## WHAT IS ASKED
Swap "tomato" for "pepper" in the lines beginning at the one containing "find the red" and ending with the one containing "[0,0,500,334]", leaving everything else unchanged. Give back only those lines.
[start DATA IN THIS EXERCISE]
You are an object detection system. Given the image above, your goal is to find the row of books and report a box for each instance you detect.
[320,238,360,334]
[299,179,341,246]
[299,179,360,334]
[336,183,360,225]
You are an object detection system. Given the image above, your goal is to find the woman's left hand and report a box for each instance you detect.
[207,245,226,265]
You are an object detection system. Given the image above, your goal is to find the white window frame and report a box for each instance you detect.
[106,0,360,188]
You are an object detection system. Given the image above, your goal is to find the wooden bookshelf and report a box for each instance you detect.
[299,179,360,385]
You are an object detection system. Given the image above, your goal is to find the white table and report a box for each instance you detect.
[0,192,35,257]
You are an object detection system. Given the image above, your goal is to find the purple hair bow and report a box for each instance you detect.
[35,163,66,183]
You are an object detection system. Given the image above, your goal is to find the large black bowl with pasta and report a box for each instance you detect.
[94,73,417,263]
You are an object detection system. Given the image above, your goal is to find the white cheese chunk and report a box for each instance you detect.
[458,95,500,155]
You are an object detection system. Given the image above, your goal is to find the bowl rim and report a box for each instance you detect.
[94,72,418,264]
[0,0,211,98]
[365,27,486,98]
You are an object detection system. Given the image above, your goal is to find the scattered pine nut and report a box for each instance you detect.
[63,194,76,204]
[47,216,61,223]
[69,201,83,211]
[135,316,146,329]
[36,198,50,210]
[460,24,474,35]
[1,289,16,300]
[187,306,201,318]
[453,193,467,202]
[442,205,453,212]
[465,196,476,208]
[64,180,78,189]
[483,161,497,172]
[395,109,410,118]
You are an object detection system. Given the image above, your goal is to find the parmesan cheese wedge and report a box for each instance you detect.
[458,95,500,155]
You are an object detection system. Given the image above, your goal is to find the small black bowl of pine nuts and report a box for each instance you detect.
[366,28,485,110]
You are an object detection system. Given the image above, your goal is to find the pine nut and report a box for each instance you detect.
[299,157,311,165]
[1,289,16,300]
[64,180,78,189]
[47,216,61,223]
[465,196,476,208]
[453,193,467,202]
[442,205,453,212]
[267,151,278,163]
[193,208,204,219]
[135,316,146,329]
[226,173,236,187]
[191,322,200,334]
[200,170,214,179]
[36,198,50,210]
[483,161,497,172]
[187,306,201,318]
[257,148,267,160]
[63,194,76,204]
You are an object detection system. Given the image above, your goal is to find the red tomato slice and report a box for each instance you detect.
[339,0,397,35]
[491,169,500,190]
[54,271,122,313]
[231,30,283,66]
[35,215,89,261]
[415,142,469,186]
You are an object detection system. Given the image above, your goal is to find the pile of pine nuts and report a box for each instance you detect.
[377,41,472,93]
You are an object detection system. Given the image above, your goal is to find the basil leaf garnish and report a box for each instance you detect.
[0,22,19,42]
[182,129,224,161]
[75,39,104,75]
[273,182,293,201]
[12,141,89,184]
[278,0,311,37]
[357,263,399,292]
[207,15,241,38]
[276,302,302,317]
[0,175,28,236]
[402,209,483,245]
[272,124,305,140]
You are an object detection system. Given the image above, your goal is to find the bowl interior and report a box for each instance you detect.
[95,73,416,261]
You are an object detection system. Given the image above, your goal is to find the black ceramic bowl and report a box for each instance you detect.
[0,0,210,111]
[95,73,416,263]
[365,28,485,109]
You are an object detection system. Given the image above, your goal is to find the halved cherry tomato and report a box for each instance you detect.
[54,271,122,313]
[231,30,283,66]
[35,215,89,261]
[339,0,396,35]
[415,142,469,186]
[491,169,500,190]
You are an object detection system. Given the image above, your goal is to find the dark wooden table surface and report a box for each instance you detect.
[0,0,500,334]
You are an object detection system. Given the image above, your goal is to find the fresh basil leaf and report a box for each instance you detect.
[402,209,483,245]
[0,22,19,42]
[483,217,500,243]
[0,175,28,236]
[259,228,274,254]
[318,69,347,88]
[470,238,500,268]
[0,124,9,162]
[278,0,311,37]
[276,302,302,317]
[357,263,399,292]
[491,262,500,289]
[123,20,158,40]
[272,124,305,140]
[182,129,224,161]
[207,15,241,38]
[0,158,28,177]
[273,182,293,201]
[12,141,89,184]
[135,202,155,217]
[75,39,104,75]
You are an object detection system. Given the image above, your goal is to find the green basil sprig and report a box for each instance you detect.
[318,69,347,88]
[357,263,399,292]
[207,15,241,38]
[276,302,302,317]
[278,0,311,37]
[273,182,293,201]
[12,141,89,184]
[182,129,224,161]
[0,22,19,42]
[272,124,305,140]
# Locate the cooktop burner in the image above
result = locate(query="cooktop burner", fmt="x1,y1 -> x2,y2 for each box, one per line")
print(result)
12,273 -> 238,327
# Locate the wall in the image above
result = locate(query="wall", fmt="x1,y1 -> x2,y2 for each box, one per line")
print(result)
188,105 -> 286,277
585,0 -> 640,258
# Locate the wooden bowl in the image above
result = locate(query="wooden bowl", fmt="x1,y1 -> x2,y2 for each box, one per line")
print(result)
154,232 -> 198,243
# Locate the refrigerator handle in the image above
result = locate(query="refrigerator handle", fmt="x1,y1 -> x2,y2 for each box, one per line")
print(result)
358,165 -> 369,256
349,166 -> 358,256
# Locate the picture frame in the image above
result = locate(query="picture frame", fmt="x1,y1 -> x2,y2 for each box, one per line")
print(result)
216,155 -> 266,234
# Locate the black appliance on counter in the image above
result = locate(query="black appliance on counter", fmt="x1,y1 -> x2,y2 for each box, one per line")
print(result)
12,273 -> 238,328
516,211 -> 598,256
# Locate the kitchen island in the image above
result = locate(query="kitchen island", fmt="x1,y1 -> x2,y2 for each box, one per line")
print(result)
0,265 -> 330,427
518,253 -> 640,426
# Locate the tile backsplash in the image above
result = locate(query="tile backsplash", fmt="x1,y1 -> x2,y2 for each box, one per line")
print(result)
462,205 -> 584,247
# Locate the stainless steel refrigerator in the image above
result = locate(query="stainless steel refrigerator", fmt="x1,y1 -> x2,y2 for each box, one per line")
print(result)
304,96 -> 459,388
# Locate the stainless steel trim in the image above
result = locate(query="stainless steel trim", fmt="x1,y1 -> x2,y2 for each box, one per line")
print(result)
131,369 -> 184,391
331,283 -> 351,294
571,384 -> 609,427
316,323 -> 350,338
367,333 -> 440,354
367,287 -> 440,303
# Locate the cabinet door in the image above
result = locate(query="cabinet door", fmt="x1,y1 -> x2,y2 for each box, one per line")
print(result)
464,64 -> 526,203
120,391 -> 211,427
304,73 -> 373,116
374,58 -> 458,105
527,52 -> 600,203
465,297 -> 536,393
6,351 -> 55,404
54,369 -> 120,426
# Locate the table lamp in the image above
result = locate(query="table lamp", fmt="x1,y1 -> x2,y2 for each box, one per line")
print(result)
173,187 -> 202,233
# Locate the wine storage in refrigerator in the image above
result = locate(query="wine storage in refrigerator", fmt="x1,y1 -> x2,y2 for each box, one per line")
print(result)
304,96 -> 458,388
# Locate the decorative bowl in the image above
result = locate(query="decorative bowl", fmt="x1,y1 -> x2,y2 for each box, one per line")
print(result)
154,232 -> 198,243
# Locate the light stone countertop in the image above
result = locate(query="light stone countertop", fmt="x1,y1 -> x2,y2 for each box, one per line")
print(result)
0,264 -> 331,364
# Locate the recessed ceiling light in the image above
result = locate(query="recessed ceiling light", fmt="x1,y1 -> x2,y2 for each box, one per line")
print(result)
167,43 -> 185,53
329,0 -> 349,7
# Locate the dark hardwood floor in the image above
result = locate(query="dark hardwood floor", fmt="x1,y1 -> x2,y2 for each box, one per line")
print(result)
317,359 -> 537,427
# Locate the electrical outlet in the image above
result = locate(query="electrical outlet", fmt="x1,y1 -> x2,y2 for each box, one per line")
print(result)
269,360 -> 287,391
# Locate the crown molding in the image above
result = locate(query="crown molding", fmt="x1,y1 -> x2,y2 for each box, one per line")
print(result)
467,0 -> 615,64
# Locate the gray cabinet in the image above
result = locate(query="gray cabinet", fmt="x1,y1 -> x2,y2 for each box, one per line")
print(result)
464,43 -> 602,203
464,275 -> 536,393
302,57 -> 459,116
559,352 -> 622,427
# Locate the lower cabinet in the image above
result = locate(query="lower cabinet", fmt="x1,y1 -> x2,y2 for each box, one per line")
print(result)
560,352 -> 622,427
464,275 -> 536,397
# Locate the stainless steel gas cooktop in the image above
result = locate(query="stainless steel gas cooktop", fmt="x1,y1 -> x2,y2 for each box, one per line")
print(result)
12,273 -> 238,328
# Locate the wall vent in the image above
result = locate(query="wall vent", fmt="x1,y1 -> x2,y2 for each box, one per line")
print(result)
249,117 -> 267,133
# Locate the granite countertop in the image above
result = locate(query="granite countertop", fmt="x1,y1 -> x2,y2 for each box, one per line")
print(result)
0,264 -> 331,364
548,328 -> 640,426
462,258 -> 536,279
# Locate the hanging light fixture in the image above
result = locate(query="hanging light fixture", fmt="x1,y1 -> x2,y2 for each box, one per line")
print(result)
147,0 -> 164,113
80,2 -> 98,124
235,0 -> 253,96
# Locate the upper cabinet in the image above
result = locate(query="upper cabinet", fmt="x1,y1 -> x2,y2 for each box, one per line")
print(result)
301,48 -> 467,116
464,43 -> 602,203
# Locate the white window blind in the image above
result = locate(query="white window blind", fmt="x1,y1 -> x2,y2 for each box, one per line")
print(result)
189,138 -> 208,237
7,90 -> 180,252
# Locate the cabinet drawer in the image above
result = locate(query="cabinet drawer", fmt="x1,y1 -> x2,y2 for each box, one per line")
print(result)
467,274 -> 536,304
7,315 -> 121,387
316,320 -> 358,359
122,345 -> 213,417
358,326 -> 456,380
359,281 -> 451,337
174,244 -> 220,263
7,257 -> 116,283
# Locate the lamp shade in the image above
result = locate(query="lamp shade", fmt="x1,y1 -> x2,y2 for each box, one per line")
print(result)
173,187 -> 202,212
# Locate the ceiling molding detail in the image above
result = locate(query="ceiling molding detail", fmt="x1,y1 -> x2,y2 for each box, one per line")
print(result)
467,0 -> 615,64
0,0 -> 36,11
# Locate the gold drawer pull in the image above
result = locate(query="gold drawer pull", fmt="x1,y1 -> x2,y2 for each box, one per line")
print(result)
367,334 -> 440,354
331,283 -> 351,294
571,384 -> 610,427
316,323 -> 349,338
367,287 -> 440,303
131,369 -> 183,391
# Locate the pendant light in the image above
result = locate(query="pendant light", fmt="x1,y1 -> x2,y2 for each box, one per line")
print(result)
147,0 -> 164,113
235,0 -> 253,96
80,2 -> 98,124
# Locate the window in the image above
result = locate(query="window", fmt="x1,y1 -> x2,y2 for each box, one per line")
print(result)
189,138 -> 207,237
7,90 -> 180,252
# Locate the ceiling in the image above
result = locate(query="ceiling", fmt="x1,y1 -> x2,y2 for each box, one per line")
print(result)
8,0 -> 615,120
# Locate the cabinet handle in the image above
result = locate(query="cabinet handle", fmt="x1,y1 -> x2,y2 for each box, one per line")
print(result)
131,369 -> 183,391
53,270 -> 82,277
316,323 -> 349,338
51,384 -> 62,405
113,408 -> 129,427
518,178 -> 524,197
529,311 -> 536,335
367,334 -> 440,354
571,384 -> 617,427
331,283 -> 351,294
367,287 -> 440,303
[end DATA IN THIS EXERCISE]
## RESPONSE TO THE TASK
You are an object detection system. Given the image above, your goal is to find the red pepper slice and report a box for each instance you detect.
[339,0,397,35]
[491,169,500,190]
[54,271,122,313]
[231,30,283,66]
[35,215,89,261]
[415,142,469,186]
You are an object detection system. Given the image above, your goal is to find the pile of pine nuts and report a box for each instance you detect.
[377,41,472,93]
You are an object detection system. Given the image above, your goal is to find the basil leaf garnish and report a box for each instance you detect.
[0,22,19,42]
[182,129,224,161]
[75,39,104,75]
[273,182,293,201]
[12,141,89,184]
[278,0,311,37]
[357,263,399,292]
[207,15,241,38]
[276,302,302,317]
[0,175,28,236]
[402,209,483,245]
[272,124,305,140]
You are an object detection system. Given the image above, your goal is to find the bowl interior and report a box for each instance you detect.
[95,73,416,261]
You are an object detection system. Given the image above, your goal is to find the black ceramic bowl and report a box for each instance you detect.
[0,0,210,111]
[95,73,416,263]
[365,28,485,109]
You are an object detection system. Given the image above, your goal is to find the halved cherry pepper and report a box for each instance you detect.
[54,271,122,313]
[231,30,283,66]
[35,215,89,261]
[339,0,396,35]
[415,142,469,186]
[491,169,500,190]
You are an object detection system. Given the image above, your goal is to find the dark wooden table surface and report a box for each instance you detect.
[0,0,500,334]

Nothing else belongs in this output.